### SOURCE PASSAGE
▼▼▼

The 60’s was an amazing time for the blues. The “folk scare” made many people aware of the blues tradition in America for the first time. It introduced many white people to a music form that was created and developed in America, mostly in the south. Even in Europe the blues was being discovered and black American blues musicians were finally getting the attention they deserved. In fact, Europe had a much deeper understanding and respect for the blues and blues artists. They still do to this day.
The American Folk Blues Festival 1962-1966 was a blues music festival that toured Europe beginning in 1962. These videos are from some of the shows that appeared on European television from 1962 to 1966. Somewhere around 1996 these performances were put on video and now you can buy them through Amazon and other DVD distributors. Owning the real thing is worth it if only for the booklet that comes with it describing how these shows all went down with the amazing story behind it and super pictures.

▲▲▲

### GIVEN EXERCISE 1
In the blues festival passage, in what year did the American Folk Blues Festival begin touring Europe?
### GIVEN EXERCISE 2
Copy the part of the blues festival passage starting with "The 60’s was" and going on through "to this day.".
### GIVEN EXERCISE 3
Extend the blues festival passage with a new section that follows its last sentence.

### STORED DATA

▼▼▼

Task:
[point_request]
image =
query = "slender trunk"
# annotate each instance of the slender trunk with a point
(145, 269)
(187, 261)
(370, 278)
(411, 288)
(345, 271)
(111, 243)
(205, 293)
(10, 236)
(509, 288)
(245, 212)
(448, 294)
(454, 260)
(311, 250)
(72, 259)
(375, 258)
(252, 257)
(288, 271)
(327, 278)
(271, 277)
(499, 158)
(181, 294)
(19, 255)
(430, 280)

▲▲▲

### EXERCISE RESPONSE 1
1962

### EXERCISE RESPONSE 2
The 60’s was an amazing time for the blues. The “folk scare” made many people aware of the blues tradition in America for the first time. It introduced many white people to a music form that was created and developed in America, mostly in the south. Even in Europe the blues was being discovered and black American blues musicians were finally getting the attention they deserved. In fact, Europe had a much deeper understanding and respect for the blues and blues artists. They still do to this day.

### EXERCISE RESPONSE 3
These videos are truly an amazing documentation of the blues artists of that era and if you’ve never seen this before you will be amazed. It shows some of our best blues artists, some at their peak and some long after their peak, but still powerful and inspirational.
Any blues lover will probably want to have these videos in their collection. They can be purchased on Amazon or through any DVD outlet.
The video is not only amazing for the performances but for the sound and video quality as well. Plus you’ll some amazing combinations of great artists performing together. Also you get see Muddy Waters playing a lot of guitar. In his later years he mostly played only slide guitar. Truly special.
The concerts featured some of the leading blues artists of the 1960s, such as Muddy Waters, Howlin’ Wolf, Willie Dixon, John Lee Hooker and Sonny Boy Williamson. Some playing in unique combinations such as T-Bone Walker playing guitar for pianist Memphis Slim, Otis Rush with Junior Wells, Sonny Boy Williamson with Muddy Waters. The Festival DVDs include the only known footage of Little Walter, and rare recordings of John Lee Hooker playing harmonica.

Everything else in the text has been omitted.